[Data extract]
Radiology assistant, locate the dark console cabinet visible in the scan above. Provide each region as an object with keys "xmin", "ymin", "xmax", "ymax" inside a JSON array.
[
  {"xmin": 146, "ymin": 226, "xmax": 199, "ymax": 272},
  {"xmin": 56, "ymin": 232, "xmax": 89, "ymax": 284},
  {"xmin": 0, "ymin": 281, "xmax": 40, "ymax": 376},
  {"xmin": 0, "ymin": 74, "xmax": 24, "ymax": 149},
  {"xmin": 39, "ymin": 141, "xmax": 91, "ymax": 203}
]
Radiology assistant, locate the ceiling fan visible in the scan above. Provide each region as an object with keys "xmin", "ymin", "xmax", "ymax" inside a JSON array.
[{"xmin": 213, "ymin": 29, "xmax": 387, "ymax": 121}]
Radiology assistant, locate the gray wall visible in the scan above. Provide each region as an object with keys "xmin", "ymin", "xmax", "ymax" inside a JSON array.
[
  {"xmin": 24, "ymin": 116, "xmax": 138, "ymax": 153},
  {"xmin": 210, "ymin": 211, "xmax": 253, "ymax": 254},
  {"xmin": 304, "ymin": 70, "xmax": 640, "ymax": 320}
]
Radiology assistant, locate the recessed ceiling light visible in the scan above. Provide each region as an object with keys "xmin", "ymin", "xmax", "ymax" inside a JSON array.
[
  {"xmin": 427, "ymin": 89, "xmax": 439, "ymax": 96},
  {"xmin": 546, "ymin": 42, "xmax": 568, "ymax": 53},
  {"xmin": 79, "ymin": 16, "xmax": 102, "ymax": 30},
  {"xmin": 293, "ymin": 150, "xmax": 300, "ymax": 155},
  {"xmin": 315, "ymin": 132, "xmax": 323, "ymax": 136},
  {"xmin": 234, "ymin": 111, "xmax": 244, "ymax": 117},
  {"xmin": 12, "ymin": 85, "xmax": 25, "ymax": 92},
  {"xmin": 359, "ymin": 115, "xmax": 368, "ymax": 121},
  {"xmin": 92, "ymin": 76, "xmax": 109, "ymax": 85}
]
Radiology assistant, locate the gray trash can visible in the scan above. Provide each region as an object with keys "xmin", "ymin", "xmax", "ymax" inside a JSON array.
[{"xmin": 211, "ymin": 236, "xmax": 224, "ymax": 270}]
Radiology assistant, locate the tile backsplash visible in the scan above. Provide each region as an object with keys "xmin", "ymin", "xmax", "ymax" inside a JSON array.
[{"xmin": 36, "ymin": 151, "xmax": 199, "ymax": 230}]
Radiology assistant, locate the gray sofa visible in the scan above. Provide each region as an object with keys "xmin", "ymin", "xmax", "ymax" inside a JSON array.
[/Data extract]
Brief> Could you restate all of the lines above without altering a single word?

Task response>
Radiology assistant, locate the dark console cabinet visible in the scan above. Provide each region as an object with keys "xmin", "ymin", "xmax", "ymax" inside a JSON array.
[
  {"xmin": 146, "ymin": 226, "xmax": 199, "ymax": 272},
  {"xmin": 56, "ymin": 232, "xmax": 89, "ymax": 284},
  {"xmin": 0, "ymin": 281, "xmax": 40, "ymax": 376},
  {"xmin": 0, "ymin": 74, "xmax": 24, "ymax": 149},
  {"xmin": 39, "ymin": 141, "xmax": 91, "ymax": 203}
]
Radiology assistant, locate the ceiling fan visible in the scan above. Provide each region as an object with keys "xmin", "ymin", "xmax", "ymax" inside a JSON array.
[{"xmin": 213, "ymin": 29, "xmax": 387, "ymax": 121}]
Radiology assistant, locate the gray wall visible in the scan above. Provide each region as an object with keys "xmin", "ymin", "xmax", "ymax" inside a JSON array.
[
  {"xmin": 24, "ymin": 116, "xmax": 138, "ymax": 153},
  {"xmin": 210, "ymin": 211, "xmax": 253, "ymax": 254},
  {"xmin": 304, "ymin": 70, "xmax": 640, "ymax": 320}
]
Radiology assistant, locate the recessed ceiling light visible in the scan above. Provide each region as an object with keys "xmin", "ymin", "xmax", "ymax" inside a JSON array.
[
  {"xmin": 427, "ymin": 89, "xmax": 439, "ymax": 96},
  {"xmin": 546, "ymin": 42, "xmax": 568, "ymax": 53},
  {"xmin": 79, "ymin": 16, "xmax": 102, "ymax": 30},
  {"xmin": 293, "ymin": 150, "xmax": 300, "ymax": 155},
  {"xmin": 315, "ymin": 132, "xmax": 323, "ymax": 136},
  {"xmin": 234, "ymin": 111, "xmax": 244, "ymax": 117},
  {"xmin": 12, "ymin": 85, "xmax": 25, "ymax": 92},
  {"xmin": 359, "ymin": 115, "xmax": 368, "ymax": 121},
  {"xmin": 92, "ymin": 76, "xmax": 109, "ymax": 85}
]
Radiology assistant, locate the gray trash can visible in the scan above. Provide each region as an object with keys "xmin", "ymin", "xmax", "ymax" inside a JSON array.
[{"xmin": 211, "ymin": 236, "xmax": 224, "ymax": 270}]
Radiology assistant, locate the tile backsplash visible in the scan above. Provide each region as an object with keys "xmin", "ymin", "xmax", "ymax" inside a JSON array.
[{"xmin": 36, "ymin": 151, "xmax": 199, "ymax": 230}]
Radiology assistant, locate the gray sofa visible in the scan above. Provide each region as an object with keys "xmin", "ymin", "xmax", "ymax" inside a JSON array.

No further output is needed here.